**Available data:**
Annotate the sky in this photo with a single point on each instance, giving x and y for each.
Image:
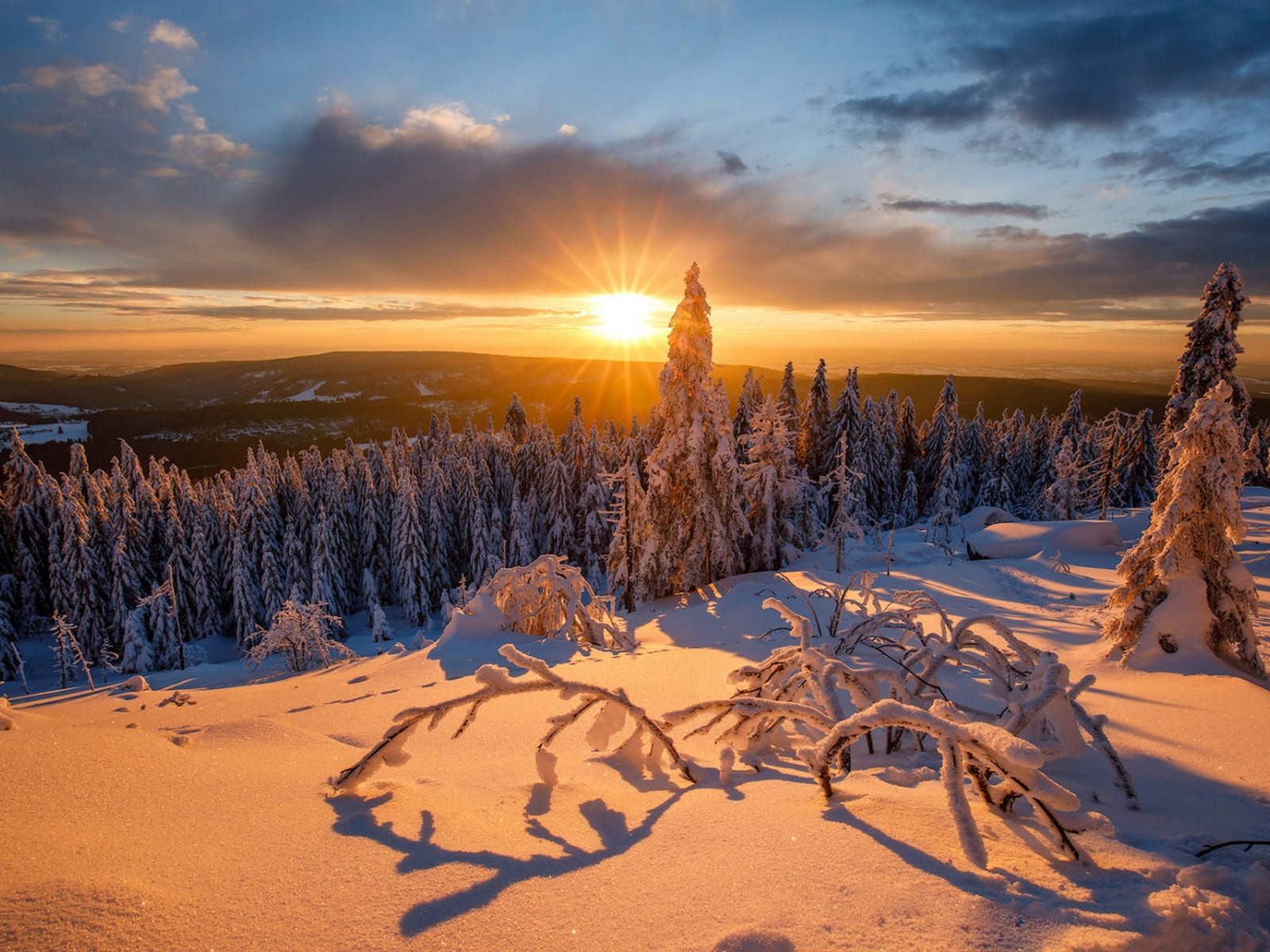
(972, 186)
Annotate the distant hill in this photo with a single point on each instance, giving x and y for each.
(205, 416)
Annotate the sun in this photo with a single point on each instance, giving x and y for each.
(625, 315)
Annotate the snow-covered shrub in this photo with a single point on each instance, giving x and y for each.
(380, 628)
(552, 600)
(300, 635)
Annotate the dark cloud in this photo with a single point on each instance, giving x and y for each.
(137, 294)
(1015, 209)
(98, 154)
(1181, 165)
(933, 108)
(730, 164)
(356, 209)
(552, 219)
(1092, 69)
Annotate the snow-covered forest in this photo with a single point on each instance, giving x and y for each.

**Task directions:**
Restate the listing above word for word and skip each picture.

**Response to this task:**
Annotate the sky in this photo with a single point on each instance, giving x and y for each.
Image:
(972, 186)
Annotate the distant hill in this photo with a single point on each instance, giving x and y for each.
(205, 416)
Annotate the sun in this photo with a single point on each instance, giving x and y for each.
(625, 315)
Annotate the snow-covered shrub in this photo with a single point on each instance, giving x and y for each.
(380, 628)
(552, 600)
(300, 635)
Annotate the dark cloud in this photo with a single point on each instance, giving x and y for each.
(137, 294)
(1015, 209)
(98, 154)
(1181, 165)
(933, 108)
(730, 164)
(356, 209)
(552, 219)
(1092, 69)
Annotate the snow-covered forest in this photo with a single point on each instance, giving x and y for each.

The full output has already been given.